Reproduce all of the material below word for word, leaving out the pictures.

==== Exercise data ====

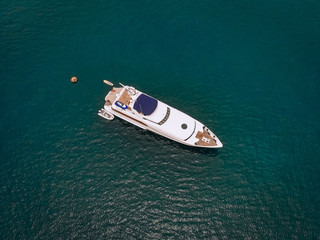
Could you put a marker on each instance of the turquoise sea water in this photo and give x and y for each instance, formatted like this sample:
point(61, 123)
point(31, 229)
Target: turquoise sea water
point(249, 70)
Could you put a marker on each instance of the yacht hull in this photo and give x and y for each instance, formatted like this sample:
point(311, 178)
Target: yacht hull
point(151, 114)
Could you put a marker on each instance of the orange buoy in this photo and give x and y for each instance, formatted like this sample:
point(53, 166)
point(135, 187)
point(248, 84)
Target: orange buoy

====

The solution:
Could you put a marker on each instance of the turquoise sea water in this photo and give x and y for each instance, formatted like this sample:
point(61, 123)
point(31, 229)
Target: turquoise sea water
point(249, 70)
Could you put a marker on each instance of the yacht hull in this photo and give x and y for each instance, formatted like this sample:
point(311, 178)
Target: yacht hull
point(151, 114)
Could you put a marker on each instance of the orange buoy in this photo and give x and y for each instance, formatted like this sample:
point(53, 166)
point(135, 187)
point(248, 84)
Target: orange buoy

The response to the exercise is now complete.